Reading text »
The burnout I experienced this year was a result of not allowing myself to feel fatigued, frustrated, or sad. I grit my teeth and hit the pavement by responding with a work ethic. Ultimately, I conquered my struggle by leaning in other directions. Most notably: I engaged my support system, incorporated more fun into my life, and decluttered our home.

It’s ok to be ok with not being ok.

Have you ever been anxious about your anxiety? Same. Stop doing that!

Instead of analyzing every single event of my life or the ways those events make me feel, I’m ready to no longer exert so much effort into caring. We are all on an eroded mountain oscillating between various heights. Sometimes we’ll find ourselves dangling from a ledge and other times we’ll discover a brand new peak. Our place in the journey doesn’t determine how worthy we are. 

Clutter is like the junk food of my home.

My husband and I got an Elfa Closet as a wedding gift and it has changed our lives. It’s beautiful, minimal, and exposed (we had those old, rickety sliding doors on our closet and I was like… be gone). Therefore, it has to stay tidy for peace of mind. The space, albeit small, incentivized me to reorganize our entire home which in turn encouraged me to get rid of a ton of stuff. The house literally felt lighter and I plan on keeping it that way.

My nighttime routine is as important as my morning routine.

This could be a separate blog post entirely. Your night sets up your morning. It is the prelude to your sleep which will contribute to how you feel when you wake up. Finding a rhythm that prepares you for success is so important. My favorite ways to feel good at night:

  • Quality time with my husband and dogs
  • Herbal tea 
  • My diffuser on or candle burning
  • Movement; ideally a night walk but only if it’s early enough (take your phone and a headlamp)

Task goal »
Return, word for word, the portion of the excerpt starting at "The burnout I" and ending at "not being ok.". Draw only on the excerpt above.

Given records »
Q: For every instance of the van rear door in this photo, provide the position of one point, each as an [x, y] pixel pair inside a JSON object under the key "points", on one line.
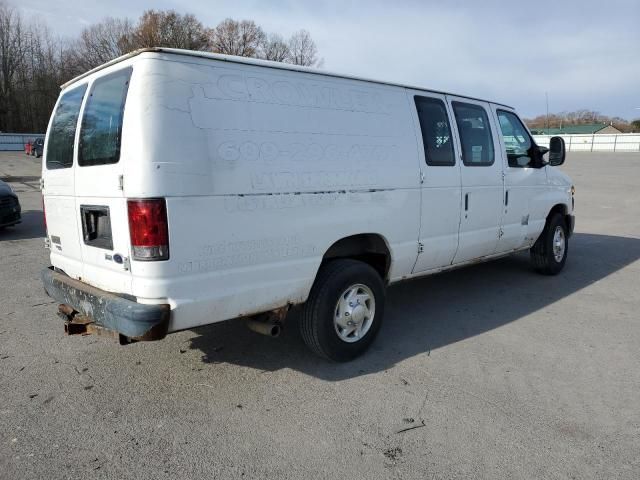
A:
{"points": [[59, 182], [101, 207]]}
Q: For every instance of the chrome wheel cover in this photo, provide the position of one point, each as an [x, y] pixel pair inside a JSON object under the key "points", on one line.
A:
{"points": [[559, 244], [354, 313]]}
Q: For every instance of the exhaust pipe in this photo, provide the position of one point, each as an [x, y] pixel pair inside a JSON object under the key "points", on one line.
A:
{"points": [[268, 328]]}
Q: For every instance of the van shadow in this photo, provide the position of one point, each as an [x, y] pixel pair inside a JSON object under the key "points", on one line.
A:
{"points": [[32, 226], [430, 313]]}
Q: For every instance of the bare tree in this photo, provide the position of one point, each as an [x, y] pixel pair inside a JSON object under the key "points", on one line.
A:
{"points": [[12, 54], [243, 38], [170, 29], [302, 49], [33, 63], [274, 48], [102, 42]]}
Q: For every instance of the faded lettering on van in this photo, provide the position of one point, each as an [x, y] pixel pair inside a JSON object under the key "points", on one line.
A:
{"points": [[303, 180], [281, 201], [229, 153], [225, 255], [300, 93]]}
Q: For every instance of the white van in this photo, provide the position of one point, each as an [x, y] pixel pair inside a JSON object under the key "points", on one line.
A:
{"points": [[185, 188]]}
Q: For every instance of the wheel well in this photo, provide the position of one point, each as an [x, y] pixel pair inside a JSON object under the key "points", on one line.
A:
{"points": [[369, 248], [562, 210]]}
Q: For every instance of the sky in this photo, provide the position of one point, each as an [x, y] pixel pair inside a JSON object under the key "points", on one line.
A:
{"points": [[581, 53]]}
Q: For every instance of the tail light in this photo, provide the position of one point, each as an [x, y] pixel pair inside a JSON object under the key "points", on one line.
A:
{"points": [[148, 229]]}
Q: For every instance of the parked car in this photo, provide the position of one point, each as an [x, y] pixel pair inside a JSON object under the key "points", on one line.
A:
{"points": [[10, 211], [203, 187], [37, 147]]}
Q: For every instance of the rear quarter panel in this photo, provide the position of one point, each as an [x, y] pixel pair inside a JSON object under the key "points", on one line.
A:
{"points": [[263, 170]]}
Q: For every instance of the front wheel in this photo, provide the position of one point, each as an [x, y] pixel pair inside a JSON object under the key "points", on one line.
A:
{"points": [[344, 311], [549, 253]]}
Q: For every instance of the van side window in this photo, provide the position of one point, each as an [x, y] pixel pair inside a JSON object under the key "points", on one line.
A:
{"points": [[102, 120], [516, 140], [436, 132], [62, 134], [475, 134]]}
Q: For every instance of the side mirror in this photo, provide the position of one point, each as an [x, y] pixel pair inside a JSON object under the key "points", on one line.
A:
{"points": [[557, 151]]}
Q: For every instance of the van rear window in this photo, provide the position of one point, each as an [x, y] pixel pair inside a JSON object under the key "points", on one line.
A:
{"points": [[62, 133], [101, 128]]}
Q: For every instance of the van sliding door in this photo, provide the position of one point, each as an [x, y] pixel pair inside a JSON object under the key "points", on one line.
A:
{"points": [[440, 184], [481, 174]]}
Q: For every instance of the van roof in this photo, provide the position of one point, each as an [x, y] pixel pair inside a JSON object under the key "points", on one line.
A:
{"points": [[263, 63]]}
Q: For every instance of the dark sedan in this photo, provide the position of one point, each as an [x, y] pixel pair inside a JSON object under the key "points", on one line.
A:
{"points": [[37, 147], [9, 206]]}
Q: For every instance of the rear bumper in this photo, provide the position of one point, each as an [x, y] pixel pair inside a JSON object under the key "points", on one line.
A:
{"points": [[127, 317], [9, 212]]}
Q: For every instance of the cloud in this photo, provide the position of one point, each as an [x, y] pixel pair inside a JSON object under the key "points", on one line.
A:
{"points": [[585, 54]]}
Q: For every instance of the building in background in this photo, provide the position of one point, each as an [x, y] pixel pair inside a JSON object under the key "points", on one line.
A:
{"points": [[585, 129]]}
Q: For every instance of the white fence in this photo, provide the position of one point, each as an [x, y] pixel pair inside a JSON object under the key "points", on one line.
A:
{"points": [[622, 142], [16, 141]]}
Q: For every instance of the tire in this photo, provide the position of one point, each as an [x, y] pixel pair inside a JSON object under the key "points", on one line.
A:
{"points": [[549, 253], [326, 311]]}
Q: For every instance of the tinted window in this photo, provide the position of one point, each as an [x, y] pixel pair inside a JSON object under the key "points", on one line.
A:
{"points": [[62, 133], [102, 120], [516, 139], [436, 132], [475, 134]]}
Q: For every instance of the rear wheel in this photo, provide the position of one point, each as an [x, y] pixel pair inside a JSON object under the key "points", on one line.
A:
{"points": [[344, 311], [549, 253]]}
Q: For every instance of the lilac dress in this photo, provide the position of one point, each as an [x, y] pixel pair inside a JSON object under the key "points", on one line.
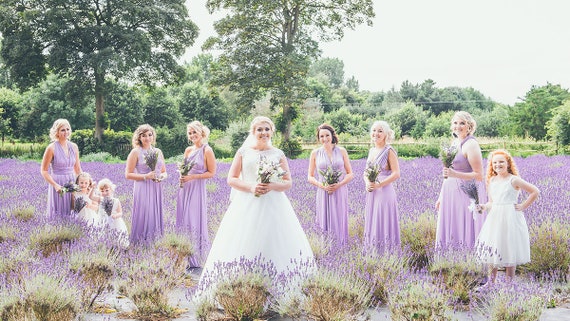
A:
{"points": [[332, 209], [381, 224], [62, 172], [147, 221], [191, 207], [455, 223]]}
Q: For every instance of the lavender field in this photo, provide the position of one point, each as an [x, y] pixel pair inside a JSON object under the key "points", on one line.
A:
{"points": [[22, 188]]}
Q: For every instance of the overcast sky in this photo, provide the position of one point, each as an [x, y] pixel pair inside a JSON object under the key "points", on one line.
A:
{"points": [[499, 47]]}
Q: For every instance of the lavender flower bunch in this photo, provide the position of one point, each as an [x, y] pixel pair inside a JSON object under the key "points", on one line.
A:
{"points": [[69, 187], [107, 204], [268, 171], [447, 154], [151, 158], [470, 188], [79, 204], [185, 167], [330, 175], [372, 171]]}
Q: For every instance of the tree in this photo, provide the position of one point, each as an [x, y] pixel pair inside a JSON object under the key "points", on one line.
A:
{"points": [[267, 46], [90, 40], [531, 115]]}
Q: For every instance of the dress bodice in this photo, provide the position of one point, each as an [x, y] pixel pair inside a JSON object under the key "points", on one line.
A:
{"points": [[323, 161], [250, 161], [503, 191], [460, 162], [197, 156], [62, 162]]}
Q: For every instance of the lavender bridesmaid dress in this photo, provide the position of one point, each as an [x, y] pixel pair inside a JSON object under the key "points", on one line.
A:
{"points": [[455, 223], [62, 172], [381, 223], [332, 209], [147, 221], [191, 207]]}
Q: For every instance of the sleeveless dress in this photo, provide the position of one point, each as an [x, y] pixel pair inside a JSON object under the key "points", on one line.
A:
{"points": [[504, 239], [88, 214], [455, 223], [62, 172], [191, 208], [332, 209], [253, 227], [381, 223], [116, 224], [147, 220]]}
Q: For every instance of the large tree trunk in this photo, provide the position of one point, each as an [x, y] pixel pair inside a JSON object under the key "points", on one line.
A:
{"points": [[99, 107]]}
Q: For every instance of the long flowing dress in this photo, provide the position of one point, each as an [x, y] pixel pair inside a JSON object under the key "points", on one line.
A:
{"points": [[504, 239], [263, 227], [115, 224], [332, 209], [62, 172], [191, 207], [147, 220], [87, 213], [456, 226], [381, 220]]}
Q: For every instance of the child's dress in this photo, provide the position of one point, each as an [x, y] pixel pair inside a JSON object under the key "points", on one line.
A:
{"points": [[117, 224], [504, 239], [83, 208]]}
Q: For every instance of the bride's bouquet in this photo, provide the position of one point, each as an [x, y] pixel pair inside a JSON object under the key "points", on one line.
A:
{"points": [[185, 167], [268, 171], [470, 188]]}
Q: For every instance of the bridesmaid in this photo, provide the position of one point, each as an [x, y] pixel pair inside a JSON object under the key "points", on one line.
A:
{"points": [[381, 226], [147, 221], [63, 156], [191, 205], [455, 223], [331, 199]]}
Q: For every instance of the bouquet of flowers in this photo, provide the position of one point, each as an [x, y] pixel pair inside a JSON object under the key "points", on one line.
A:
{"points": [[470, 188], [151, 158], [372, 171], [268, 171], [69, 187], [107, 204], [447, 154], [185, 167], [330, 175], [79, 204]]}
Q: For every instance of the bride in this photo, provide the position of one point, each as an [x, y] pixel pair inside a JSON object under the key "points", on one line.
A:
{"points": [[260, 222]]}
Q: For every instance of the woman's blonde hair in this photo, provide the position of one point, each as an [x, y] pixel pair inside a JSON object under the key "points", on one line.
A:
{"points": [[200, 129], [469, 120], [141, 130], [53, 132], [105, 182], [511, 166], [386, 128]]}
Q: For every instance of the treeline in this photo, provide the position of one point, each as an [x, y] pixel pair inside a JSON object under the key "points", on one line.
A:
{"points": [[421, 111]]}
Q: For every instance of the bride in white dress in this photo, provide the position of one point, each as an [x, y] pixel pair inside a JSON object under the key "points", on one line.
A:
{"points": [[260, 221]]}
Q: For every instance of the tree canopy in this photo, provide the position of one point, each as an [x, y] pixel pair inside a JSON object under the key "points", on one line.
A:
{"points": [[90, 40]]}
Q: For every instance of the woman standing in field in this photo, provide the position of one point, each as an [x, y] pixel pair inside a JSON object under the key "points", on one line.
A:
{"points": [[191, 205], [145, 166], [63, 156], [381, 222], [455, 222], [504, 239], [330, 171]]}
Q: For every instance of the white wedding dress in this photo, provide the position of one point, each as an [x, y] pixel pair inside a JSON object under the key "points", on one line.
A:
{"points": [[264, 226]]}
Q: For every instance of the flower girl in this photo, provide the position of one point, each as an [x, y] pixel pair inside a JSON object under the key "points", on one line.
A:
{"points": [[110, 210], [83, 206]]}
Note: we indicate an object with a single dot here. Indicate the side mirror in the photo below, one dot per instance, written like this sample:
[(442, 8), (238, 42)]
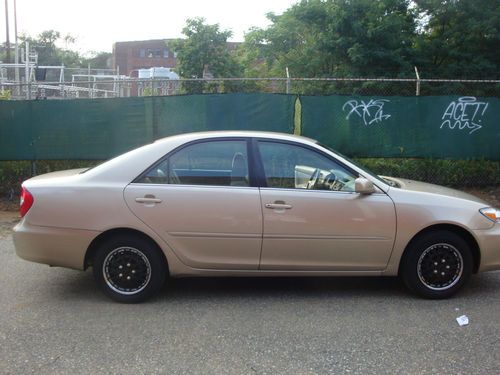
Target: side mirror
[(363, 186)]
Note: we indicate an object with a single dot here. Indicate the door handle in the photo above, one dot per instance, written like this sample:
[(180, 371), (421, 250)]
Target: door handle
[(278, 206), (148, 200)]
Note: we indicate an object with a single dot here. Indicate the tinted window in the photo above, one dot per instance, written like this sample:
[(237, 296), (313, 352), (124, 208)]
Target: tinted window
[(295, 167), (222, 163)]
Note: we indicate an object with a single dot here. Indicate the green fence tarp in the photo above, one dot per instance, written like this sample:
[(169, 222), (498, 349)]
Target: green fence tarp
[(432, 127), (102, 128), (438, 127)]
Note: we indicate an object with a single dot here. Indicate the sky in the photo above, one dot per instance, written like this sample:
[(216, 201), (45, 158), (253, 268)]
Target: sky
[(97, 24)]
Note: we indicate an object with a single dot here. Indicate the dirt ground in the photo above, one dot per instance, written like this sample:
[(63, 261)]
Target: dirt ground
[(9, 215)]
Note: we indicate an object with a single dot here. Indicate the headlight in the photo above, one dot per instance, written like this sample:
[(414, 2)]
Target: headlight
[(491, 213)]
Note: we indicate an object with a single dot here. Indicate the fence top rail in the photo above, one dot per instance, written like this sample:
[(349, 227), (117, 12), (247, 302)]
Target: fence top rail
[(250, 79)]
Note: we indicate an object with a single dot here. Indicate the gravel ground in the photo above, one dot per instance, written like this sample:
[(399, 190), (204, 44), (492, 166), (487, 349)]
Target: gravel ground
[(55, 321)]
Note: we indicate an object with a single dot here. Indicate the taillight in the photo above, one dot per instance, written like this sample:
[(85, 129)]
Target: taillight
[(26, 201)]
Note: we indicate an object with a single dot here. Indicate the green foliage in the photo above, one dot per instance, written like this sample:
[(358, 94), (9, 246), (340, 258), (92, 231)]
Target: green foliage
[(5, 95), (98, 60), (459, 39), (205, 49), (459, 173), (317, 38), (49, 53), (377, 38)]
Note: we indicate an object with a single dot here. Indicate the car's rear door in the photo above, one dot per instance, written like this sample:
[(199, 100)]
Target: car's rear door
[(199, 200), (322, 224)]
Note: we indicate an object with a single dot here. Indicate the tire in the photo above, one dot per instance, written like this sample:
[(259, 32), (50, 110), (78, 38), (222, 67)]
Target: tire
[(129, 269), (436, 264)]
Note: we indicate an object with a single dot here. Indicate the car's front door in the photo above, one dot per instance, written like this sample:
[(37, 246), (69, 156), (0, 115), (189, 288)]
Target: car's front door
[(313, 219), (199, 200)]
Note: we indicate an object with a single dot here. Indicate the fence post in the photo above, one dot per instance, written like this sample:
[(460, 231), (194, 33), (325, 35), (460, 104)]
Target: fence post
[(288, 81), (418, 82)]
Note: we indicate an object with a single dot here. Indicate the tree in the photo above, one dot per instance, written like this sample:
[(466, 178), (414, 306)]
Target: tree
[(98, 60), (459, 38), (205, 49), (326, 38), (48, 52)]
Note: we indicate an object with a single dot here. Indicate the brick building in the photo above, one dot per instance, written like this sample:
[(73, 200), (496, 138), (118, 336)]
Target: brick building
[(134, 55), (140, 54)]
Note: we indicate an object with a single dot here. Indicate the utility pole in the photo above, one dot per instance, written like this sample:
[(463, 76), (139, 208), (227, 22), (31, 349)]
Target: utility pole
[(18, 88), (7, 41)]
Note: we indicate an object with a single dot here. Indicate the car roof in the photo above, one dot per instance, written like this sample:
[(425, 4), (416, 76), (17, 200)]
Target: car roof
[(187, 137)]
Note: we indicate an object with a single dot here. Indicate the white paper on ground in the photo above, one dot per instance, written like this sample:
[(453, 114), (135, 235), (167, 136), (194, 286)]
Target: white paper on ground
[(462, 320)]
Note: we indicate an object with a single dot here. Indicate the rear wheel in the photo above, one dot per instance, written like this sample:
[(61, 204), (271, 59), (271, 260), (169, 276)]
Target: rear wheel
[(129, 269), (436, 264)]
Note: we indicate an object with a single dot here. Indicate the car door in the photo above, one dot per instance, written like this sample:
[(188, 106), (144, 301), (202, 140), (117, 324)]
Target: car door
[(199, 200), (313, 219)]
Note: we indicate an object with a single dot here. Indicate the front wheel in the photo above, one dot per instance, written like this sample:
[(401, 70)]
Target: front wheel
[(436, 264), (129, 269)]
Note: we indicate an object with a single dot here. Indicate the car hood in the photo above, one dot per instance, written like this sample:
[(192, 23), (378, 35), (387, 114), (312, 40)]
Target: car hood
[(412, 185)]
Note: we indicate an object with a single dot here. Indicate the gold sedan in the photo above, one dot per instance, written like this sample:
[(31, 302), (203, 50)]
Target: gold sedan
[(251, 204)]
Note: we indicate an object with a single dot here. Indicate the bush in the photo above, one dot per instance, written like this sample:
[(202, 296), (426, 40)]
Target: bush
[(456, 173)]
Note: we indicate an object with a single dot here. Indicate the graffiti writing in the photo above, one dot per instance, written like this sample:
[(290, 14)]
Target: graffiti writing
[(371, 112), (464, 113)]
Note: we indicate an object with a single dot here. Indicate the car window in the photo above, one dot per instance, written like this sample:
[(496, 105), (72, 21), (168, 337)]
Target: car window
[(219, 163), (294, 167)]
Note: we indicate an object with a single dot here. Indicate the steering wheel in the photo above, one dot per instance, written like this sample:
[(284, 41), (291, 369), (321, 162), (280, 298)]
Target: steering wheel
[(311, 184)]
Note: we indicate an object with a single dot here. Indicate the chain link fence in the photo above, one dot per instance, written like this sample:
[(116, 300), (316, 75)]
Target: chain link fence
[(457, 173), (125, 87)]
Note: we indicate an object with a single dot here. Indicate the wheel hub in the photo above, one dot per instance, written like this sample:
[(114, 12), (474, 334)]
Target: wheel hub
[(440, 266), (126, 270)]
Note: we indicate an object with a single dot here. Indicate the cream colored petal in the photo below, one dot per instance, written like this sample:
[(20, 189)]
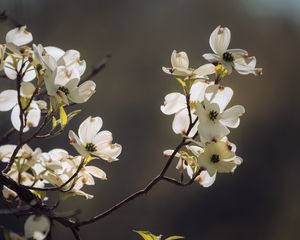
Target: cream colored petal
[(89, 128), (8, 99)]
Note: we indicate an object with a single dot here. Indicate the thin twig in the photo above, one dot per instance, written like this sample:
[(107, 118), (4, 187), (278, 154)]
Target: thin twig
[(97, 69), (7, 135), (4, 16), (148, 187)]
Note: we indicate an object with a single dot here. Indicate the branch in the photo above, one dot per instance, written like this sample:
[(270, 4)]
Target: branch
[(97, 69), (7, 135), (4, 17), (150, 185)]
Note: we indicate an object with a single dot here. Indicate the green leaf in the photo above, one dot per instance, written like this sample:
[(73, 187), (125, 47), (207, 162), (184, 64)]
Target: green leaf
[(54, 122), (73, 114), (63, 117), (174, 237), (40, 194), (147, 235), (182, 82)]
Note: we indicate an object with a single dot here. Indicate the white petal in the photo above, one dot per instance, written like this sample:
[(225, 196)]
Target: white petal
[(205, 180), (8, 99), (219, 40), (179, 60), (77, 144), (189, 171), (230, 117), (110, 153), (205, 70), (102, 139), (55, 52), (37, 227), (238, 53), (219, 95), (27, 89), (89, 128), (174, 102), (19, 36), (247, 66), (181, 123), (208, 129), (15, 118), (213, 58), (9, 70), (33, 116), (96, 172), (83, 92), (169, 152), (182, 72), (197, 91)]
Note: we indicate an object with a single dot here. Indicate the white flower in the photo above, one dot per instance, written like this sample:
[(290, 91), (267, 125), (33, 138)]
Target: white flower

Your solution »
The burnout I experienced this year was a result of not allowing myself to feel fatigued, frustrated, or sad. I grit my teeth and hit the pavement by responding with a work ethic. Ultimately, I conquered my struggle by leaning in other directions. Most notably: I engaged my support system, incorporated more fun into my life, and decluttered our home.

It’s ok to be ok with not being ok.